DIRECTIVE
Pull out the rows from the start through the line containing "column 460, row 322", and reproduce them word for word.

Entries from a set of point annotations
────────

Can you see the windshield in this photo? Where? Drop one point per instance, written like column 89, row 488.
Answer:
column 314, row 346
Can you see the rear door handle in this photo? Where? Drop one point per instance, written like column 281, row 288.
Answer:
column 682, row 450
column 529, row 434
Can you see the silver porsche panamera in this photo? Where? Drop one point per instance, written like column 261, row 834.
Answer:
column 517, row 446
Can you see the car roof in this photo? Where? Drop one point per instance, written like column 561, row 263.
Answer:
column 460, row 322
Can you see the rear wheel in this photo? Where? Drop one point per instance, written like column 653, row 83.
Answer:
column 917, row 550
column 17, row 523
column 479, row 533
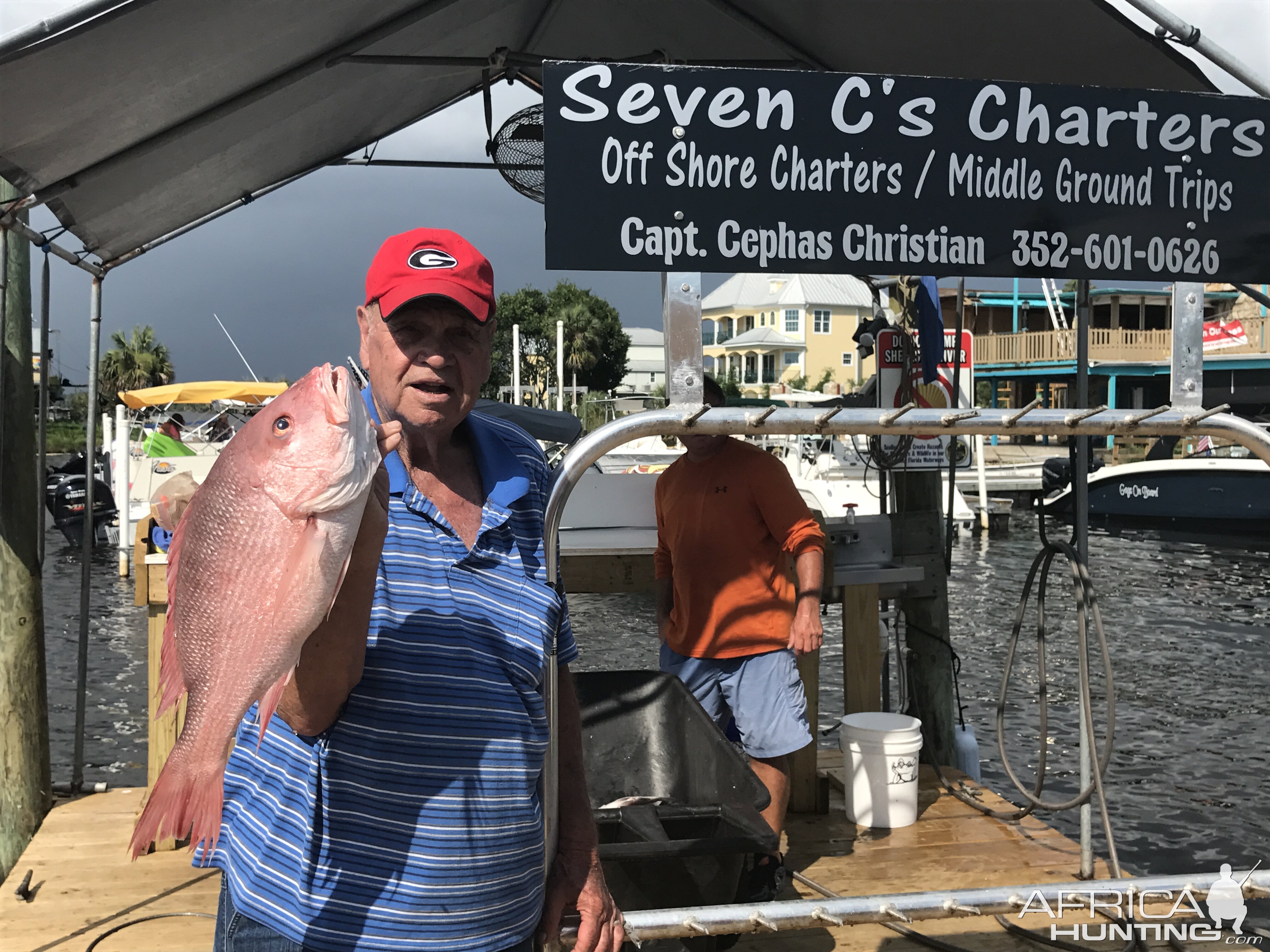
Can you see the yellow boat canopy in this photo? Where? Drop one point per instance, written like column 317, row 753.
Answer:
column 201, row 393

────────

THE RESPONSE
Can you see the windshield in this photo? Where? Drop one point per instance, written like column 89, row 488.
Answer:
column 314, row 346
Can you see the rear door handle in this photo? Where? Drop one point per instance, written like column 281, row 288.
Answer:
column 682, row 450
column 529, row 434
Can you see the silver porsche panamera in this photo? Where? Drop one point per instance, written like column 261, row 834.
Answer:
column 517, row 446
Can you see the car roof in this photo? Where? Drop one point per instance, written like column 561, row 263.
Answer:
column 460, row 322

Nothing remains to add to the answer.